EXERCISE OBJECTIVE: Throughout the entries below, report every line where "cloud" is found.

━━━━━ DATA FOR PROCESSING

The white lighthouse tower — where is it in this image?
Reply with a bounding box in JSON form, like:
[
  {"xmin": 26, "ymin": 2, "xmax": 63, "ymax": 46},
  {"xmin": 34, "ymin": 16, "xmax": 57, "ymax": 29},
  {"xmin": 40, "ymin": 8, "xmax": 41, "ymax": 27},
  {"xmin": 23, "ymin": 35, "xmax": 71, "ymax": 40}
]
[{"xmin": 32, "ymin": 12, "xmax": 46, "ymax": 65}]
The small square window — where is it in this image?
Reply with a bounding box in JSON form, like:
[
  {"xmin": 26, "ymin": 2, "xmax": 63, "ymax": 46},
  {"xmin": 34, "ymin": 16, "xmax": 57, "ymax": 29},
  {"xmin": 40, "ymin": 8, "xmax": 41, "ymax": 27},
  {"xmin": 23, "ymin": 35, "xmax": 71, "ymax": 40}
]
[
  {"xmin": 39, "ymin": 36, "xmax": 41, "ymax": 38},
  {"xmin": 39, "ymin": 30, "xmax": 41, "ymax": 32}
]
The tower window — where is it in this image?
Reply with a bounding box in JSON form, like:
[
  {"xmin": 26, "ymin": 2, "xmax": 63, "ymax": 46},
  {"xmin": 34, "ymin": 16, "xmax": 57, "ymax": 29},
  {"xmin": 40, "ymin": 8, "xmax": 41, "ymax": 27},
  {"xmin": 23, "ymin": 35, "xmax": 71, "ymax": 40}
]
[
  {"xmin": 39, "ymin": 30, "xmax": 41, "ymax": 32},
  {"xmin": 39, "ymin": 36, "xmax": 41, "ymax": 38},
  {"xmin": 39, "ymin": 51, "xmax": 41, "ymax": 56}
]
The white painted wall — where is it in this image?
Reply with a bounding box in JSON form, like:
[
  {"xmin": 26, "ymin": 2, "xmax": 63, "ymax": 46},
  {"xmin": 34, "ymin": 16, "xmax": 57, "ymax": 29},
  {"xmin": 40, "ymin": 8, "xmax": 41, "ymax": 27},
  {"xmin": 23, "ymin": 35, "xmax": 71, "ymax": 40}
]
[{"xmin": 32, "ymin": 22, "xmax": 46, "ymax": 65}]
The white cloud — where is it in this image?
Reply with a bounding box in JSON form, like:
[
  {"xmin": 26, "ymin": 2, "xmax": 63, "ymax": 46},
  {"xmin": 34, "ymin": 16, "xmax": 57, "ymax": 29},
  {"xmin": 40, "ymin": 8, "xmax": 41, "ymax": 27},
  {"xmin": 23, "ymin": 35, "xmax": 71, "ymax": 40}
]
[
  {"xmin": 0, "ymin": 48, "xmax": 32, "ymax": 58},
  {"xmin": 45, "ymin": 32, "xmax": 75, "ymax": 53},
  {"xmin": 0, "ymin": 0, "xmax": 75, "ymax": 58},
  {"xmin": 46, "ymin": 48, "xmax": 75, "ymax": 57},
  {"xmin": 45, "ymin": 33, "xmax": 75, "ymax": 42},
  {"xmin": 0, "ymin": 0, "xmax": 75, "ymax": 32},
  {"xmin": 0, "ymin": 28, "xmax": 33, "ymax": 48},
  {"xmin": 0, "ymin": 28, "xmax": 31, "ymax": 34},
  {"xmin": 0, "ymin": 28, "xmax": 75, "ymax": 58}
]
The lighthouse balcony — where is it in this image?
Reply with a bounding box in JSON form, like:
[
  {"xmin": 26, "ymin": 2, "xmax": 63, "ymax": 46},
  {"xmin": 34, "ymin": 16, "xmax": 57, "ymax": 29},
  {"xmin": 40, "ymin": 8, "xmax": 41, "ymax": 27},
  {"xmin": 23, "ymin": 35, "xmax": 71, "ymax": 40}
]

━━━━━━━━━━
━━━━━ DATA FOR PROCESSING

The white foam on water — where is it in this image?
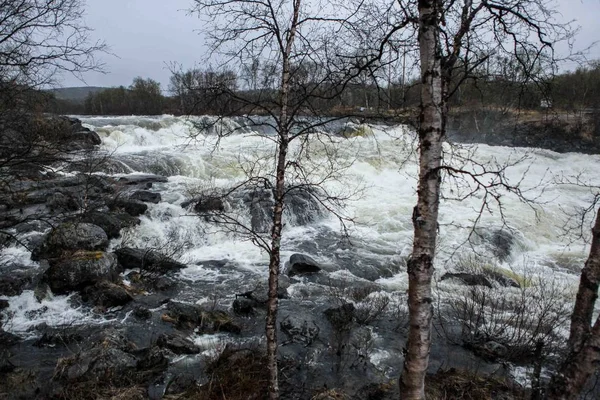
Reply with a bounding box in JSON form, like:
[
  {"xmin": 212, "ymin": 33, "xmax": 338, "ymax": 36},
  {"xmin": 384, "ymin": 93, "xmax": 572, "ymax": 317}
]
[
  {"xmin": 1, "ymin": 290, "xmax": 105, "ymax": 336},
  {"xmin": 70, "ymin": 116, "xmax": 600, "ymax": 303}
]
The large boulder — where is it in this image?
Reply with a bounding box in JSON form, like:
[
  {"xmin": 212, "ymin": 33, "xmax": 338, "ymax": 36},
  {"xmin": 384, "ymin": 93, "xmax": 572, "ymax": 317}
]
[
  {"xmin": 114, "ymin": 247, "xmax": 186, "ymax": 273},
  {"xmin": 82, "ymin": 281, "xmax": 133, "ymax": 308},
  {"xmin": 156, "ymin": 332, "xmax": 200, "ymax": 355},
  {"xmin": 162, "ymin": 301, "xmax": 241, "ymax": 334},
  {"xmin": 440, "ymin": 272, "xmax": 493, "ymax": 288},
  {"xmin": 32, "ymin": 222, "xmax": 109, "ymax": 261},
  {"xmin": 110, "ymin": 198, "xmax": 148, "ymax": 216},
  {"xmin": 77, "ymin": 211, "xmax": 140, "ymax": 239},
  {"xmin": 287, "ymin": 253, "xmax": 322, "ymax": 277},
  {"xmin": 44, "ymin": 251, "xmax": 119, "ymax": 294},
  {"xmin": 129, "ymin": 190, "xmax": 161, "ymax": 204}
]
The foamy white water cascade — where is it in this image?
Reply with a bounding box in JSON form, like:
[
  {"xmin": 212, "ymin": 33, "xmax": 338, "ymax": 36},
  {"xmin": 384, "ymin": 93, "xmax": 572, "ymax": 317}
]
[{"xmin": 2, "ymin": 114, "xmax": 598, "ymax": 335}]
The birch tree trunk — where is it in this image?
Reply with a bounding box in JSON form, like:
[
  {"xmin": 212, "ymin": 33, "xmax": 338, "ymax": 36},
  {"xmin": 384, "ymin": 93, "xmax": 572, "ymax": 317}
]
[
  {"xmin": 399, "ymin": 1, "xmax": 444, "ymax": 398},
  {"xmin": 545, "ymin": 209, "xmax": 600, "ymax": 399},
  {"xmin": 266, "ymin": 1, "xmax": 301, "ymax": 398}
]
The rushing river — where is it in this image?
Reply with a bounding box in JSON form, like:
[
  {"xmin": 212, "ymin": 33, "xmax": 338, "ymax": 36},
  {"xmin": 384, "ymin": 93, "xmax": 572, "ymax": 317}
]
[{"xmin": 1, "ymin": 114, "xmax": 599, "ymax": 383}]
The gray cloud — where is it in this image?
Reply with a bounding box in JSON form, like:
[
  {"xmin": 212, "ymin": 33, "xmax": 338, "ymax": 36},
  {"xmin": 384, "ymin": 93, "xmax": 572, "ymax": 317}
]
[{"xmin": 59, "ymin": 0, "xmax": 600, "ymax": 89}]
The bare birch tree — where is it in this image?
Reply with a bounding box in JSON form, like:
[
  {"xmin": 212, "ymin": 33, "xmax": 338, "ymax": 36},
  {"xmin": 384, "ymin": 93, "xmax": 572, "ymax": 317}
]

━━━━━━━━━━

WRITTEN SOLUTION:
The white cloud — where is it in this image?
The gray cloud — where is it in this image?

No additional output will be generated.